## The records

────────────────────

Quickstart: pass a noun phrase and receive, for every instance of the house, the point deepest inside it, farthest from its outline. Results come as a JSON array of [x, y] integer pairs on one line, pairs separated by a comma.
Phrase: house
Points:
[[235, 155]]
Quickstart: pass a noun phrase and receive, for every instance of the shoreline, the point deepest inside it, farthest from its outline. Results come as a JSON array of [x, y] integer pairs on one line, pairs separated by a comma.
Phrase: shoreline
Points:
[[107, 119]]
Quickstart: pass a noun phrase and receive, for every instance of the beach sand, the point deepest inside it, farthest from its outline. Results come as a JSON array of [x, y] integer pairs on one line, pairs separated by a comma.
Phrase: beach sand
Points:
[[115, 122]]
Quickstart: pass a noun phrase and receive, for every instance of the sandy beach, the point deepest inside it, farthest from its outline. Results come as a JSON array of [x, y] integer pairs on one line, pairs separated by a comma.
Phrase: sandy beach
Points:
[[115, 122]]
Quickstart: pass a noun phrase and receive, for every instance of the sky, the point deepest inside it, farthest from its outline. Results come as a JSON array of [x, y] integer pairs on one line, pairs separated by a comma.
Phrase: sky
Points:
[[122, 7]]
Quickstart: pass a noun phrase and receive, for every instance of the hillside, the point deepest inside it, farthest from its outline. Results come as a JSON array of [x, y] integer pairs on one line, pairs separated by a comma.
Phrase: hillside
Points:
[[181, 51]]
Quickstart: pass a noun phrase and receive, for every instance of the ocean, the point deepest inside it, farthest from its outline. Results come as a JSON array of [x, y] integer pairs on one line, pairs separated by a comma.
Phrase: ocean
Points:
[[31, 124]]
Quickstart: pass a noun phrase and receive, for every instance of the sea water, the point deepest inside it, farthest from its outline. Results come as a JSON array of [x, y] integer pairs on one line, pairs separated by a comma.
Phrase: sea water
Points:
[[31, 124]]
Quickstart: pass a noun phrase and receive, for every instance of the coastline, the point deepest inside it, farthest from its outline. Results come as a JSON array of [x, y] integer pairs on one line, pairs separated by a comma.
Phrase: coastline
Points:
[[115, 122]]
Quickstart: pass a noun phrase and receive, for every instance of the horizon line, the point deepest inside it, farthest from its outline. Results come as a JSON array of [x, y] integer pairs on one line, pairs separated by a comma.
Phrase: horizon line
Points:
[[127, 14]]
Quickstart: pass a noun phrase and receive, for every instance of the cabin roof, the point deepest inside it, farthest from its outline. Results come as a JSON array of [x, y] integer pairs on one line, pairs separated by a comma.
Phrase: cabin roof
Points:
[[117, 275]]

────────────────────

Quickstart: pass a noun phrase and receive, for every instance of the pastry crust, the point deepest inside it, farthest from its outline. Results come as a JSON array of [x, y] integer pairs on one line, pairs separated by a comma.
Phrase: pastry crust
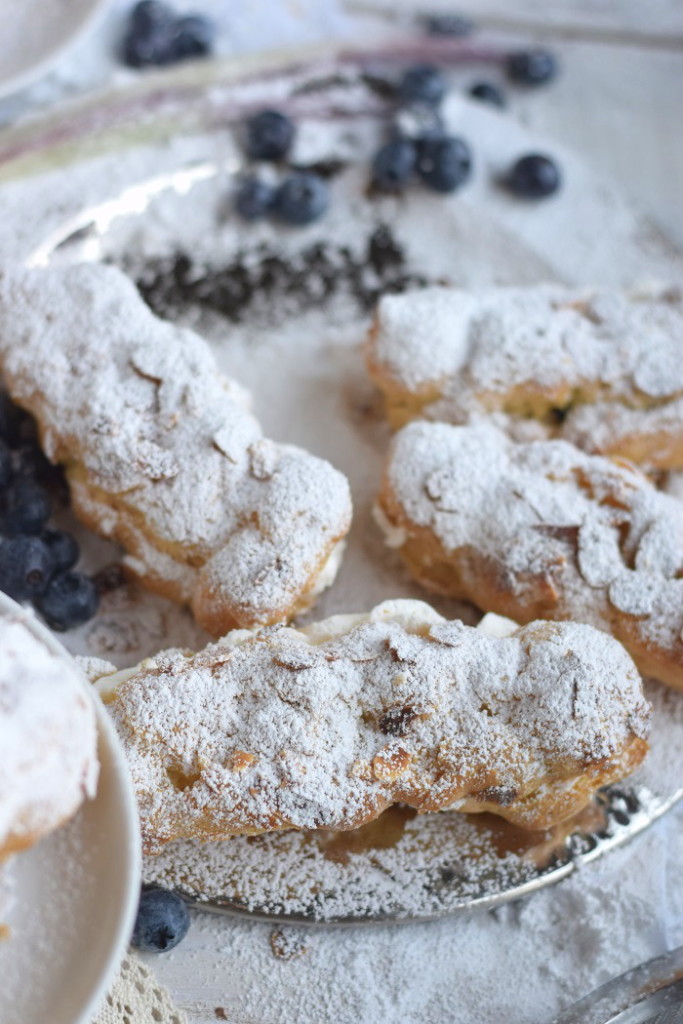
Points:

────────────────────

## Set exercise
Locate each line in the listing above that contains the string "sandy", treating uppercase and lowercase as different, and copy those lines in full.

## Reply
Quickstart: pass a noun phrase and receive, for every instance of the sandy beach, the point deepest inside it, farthest from its outline. Results come as a JSON array of [x, y] integer pairs on one line, pairs separated by a comma.
Phrase: sandy beach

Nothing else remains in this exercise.